REQUIREMENTS:
Rewrite each of the rows below, changing "whole pixels" to "integer pixels" and keeping everything else the same.

EXTRACTED DATA:
------------------------------------
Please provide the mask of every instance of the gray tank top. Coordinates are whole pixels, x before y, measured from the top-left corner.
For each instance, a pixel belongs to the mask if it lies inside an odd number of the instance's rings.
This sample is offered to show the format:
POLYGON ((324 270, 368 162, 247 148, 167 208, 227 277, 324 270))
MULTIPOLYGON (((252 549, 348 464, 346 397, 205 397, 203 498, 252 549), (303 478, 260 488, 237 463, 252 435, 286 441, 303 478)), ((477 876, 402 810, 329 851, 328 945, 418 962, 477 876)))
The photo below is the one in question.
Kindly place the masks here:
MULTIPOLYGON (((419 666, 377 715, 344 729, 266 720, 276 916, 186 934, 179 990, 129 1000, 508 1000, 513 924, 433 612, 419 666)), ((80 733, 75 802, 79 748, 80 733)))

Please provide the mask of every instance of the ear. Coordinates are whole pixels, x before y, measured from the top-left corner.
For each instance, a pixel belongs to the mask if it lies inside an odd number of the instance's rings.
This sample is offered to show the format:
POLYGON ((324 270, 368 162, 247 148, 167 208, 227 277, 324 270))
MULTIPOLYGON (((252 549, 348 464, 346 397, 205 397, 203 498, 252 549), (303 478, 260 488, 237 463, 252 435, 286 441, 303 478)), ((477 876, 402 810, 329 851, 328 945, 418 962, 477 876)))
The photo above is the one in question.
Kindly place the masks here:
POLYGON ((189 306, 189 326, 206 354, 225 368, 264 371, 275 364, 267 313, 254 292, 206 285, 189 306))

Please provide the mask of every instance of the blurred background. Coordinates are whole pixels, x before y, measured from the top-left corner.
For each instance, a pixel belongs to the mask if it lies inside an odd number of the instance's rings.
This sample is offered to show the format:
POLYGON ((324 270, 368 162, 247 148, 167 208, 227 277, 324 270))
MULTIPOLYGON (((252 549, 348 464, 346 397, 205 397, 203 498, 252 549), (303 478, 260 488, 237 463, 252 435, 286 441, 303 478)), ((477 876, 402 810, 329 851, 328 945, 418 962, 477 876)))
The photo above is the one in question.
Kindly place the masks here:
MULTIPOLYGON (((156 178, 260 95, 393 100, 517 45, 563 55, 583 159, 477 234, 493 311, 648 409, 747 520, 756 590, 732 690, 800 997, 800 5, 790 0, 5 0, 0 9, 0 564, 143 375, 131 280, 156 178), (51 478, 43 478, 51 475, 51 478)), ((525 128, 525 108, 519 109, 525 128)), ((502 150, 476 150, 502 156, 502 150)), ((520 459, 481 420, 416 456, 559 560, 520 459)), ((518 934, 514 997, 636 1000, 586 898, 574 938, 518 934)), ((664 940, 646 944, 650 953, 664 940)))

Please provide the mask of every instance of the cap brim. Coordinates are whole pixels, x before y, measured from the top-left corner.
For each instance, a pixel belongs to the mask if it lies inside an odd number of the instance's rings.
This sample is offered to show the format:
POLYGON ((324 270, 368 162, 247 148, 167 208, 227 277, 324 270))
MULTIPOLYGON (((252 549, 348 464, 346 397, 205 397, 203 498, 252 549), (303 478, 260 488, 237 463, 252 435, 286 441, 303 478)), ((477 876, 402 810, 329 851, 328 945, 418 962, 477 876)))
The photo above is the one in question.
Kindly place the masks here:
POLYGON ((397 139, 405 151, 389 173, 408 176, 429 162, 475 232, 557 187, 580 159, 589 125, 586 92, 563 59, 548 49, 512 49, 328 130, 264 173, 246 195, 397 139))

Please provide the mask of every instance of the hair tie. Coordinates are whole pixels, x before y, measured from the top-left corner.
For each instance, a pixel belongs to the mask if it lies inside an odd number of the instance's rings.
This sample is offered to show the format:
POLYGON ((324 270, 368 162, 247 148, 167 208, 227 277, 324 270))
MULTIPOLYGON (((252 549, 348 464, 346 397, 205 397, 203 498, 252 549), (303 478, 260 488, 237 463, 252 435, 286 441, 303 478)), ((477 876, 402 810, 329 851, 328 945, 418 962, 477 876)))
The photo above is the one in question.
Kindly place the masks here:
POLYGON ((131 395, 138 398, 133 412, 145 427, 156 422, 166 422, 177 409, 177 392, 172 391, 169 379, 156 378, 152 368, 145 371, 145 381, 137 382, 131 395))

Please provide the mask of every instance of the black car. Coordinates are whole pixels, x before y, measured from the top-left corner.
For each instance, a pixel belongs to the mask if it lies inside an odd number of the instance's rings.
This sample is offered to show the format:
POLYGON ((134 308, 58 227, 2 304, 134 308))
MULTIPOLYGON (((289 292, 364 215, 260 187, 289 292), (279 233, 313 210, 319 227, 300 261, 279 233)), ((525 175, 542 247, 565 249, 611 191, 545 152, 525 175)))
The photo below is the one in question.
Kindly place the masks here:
------------------------------------
COMPLETE RESPONSE:
Please provide the mask of every instance of the gray tank top. Coordinates are integer pixels, x before y, measured from the top-left corner.
For each instance, a pixel belongs to the mask if it lies inside an odd number of the instance's rings.
This sample is offered to show the format:
POLYGON ((324 270, 368 162, 247 148, 167 208, 227 277, 324 270))
MULTIPOLYGON (((252 549, 348 464, 346 397, 205 397, 203 498, 252 549), (303 478, 260 488, 237 463, 252 435, 286 441, 303 478)), ((477 876, 402 810, 329 851, 328 945, 418 962, 477 876)))
The photo below is the one in question.
Kindly place the masks here:
MULTIPOLYGON (((419 666, 377 715, 344 729, 266 720, 276 916, 186 934, 179 990, 129 1000, 508 1000, 513 924, 433 612, 419 666)), ((80 733, 75 802, 79 748, 80 733)))

Please provide the mask of every instance of the ear. Coordinates are integer pixels, x before y, measured from the top-left corner.
For each instance, a pixel belongs to the mask if it lies inside an odd number of the instance's rings.
This sample is offered to show the format:
POLYGON ((324 270, 368 162, 247 148, 167 208, 227 277, 324 270))
MULTIPOLYGON (((252 549, 348 464, 346 397, 205 397, 203 498, 252 549), (303 478, 260 488, 237 463, 252 435, 286 441, 303 478)), ((477 876, 402 810, 329 851, 328 945, 418 962, 477 876)))
The photo above is the one in question.
Kindly place the masks here:
POLYGON ((189 306, 189 326, 206 354, 225 368, 264 371, 275 364, 267 313, 254 292, 206 285, 189 306))

Please provide the mask of every instance of the blurred background. Coordinates are integer pixels, x before y, measured from the top-left corner.
For each instance, a pixel belongs to the mask if it lies inside an odd number of the instance's rings.
This sample is offered to show the format:
POLYGON ((324 270, 368 162, 247 148, 167 208, 227 277, 324 270))
MULTIPOLYGON (((252 549, 348 464, 346 397, 205 397, 203 498, 252 549), (303 478, 260 488, 237 463, 252 435, 286 441, 303 478)), ((477 876, 402 810, 329 851, 328 945, 418 962, 477 876)))
The photo above is the one in question.
Kindly place the masks here:
MULTIPOLYGON (((156 178, 260 95, 393 100, 517 45, 563 55, 583 159, 477 234, 493 311, 648 409, 747 520, 756 590, 732 690, 800 997, 800 5, 790 0, 5 0, 0 9, 0 564, 143 375, 131 280, 156 178), (51 478, 43 478, 51 475, 51 478)), ((525 128, 525 108, 519 109, 525 128)), ((502 150, 476 150, 502 156, 502 150)), ((520 459, 481 420, 416 456, 559 560, 520 459)), ((518 934, 514 997, 636 1000, 586 898, 574 938, 518 934)), ((664 940, 646 944, 650 953, 664 940)))

Please provide the mask of every instance of the cap brim. Coordinates are integer pixels, x before y, measured from the top-left corner.
For each instance, a pixel belongs to the mask if it lies inside an odd number of the instance's rings.
This sample is offered to show the format:
POLYGON ((324 270, 368 162, 247 148, 167 208, 227 277, 324 270))
MULTIPOLYGON (((252 549, 348 464, 346 397, 205 397, 203 498, 252 549), (303 478, 260 488, 237 463, 252 435, 286 441, 303 478)), ((477 876, 402 810, 329 851, 328 945, 418 962, 477 876)))
The photo above is the one in question.
Kindly place the masks here:
POLYGON ((397 139, 405 151, 389 173, 408 176, 429 162, 475 232, 557 187, 580 159, 589 125, 586 92, 563 59, 548 49, 512 49, 328 130, 264 173, 246 195, 397 139))

Please provide the mask of every instance of the hair tie. Coordinates are integer pixels, x before y, measured from the top-left corner.
For each instance, a pixel belongs to the mask if it lies inside an odd number of the instance's rings.
This sample is offered to show the format:
POLYGON ((324 270, 368 162, 247 148, 167 208, 227 277, 324 270))
MULTIPOLYGON (((252 549, 348 464, 346 397, 205 397, 203 498, 252 549), (303 478, 260 488, 237 463, 252 435, 286 441, 303 478)), ((477 876, 402 810, 329 851, 328 945, 418 962, 477 876)))
The photo above is the one in question.
Kindly place the masks here:
POLYGON ((131 395, 138 398, 133 412, 145 427, 156 422, 166 422, 177 409, 177 392, 172 391, 169 379, 156 378, 152 368, 145 371, 145 381, 137 382, 131 395))

Please provide the mask of every instance of the black car. Coordinates are integer pixels, x before y, measured from the top-left corner.
For each instance, a pixel belongs to the mask if it lies inside an odd number of the instance's rings.
This sample is offered to show the format:
POLYGON ((134 308, 58 227, 2 304, 134 308))
MULTIPOLYGON (((289 292, 364 215, 260 187, 289 292), (279 233, 313 210, 319 227, 300 261, 279 233)), ((525 175, 542 247, 565 249, 611 191, 545 152, 525 175)))
The photo below is the one in question.
Kindly place the masks here:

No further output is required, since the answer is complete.